| Goal |
Format everything from the line containing "Where can the rocky headland" down to the final line of the entries below, both included, as a Markdown table with columns Index and Text. Give each nonblank line its own row and leave out blank lines.

## start Items

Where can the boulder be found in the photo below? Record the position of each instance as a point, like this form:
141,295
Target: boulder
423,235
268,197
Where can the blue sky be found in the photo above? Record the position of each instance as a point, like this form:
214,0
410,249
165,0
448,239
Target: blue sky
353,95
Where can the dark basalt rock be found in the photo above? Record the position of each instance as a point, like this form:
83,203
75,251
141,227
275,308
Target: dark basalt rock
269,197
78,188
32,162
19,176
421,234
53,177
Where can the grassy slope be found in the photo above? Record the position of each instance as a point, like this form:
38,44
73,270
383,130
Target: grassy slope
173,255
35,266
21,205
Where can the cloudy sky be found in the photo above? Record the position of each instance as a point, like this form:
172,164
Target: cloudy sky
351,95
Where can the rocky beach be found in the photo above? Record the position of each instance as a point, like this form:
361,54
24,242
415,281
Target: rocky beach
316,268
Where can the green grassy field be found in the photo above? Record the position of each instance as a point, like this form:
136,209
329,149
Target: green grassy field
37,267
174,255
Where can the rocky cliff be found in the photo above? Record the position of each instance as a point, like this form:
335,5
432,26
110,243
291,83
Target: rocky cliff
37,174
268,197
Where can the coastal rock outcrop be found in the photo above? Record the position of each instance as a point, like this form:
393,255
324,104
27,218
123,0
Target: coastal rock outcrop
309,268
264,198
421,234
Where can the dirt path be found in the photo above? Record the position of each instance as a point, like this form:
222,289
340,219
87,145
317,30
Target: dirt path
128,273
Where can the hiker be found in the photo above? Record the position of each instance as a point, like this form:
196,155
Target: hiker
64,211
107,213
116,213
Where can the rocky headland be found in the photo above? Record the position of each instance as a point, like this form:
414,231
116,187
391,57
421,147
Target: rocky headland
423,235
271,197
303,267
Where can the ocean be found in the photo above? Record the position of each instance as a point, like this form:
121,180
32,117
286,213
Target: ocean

## end Items

| The reply |
| Index | Text |
|---|---|
| 1 | Where can the rocky headland be found in the photo above? Record the position of each instance as a point, like this form: |
| 2 | 414,231 |
| 3 | 116,187 |
| 4 | 391,57 |
| 5 | 421,147 |
| 6 | Target: rocky headland |
| 7 | 423,235 |
| 8 | 271,197 |
| 9 | 303,267 |
| 10 | Where can the ocean be found in the photo above? Record the position of each instance as a point, like this form: |
| 11 | 121,180 |
| 12 | 32,117 |
| 13 | 286,213 |
| 14 | Target: ocean |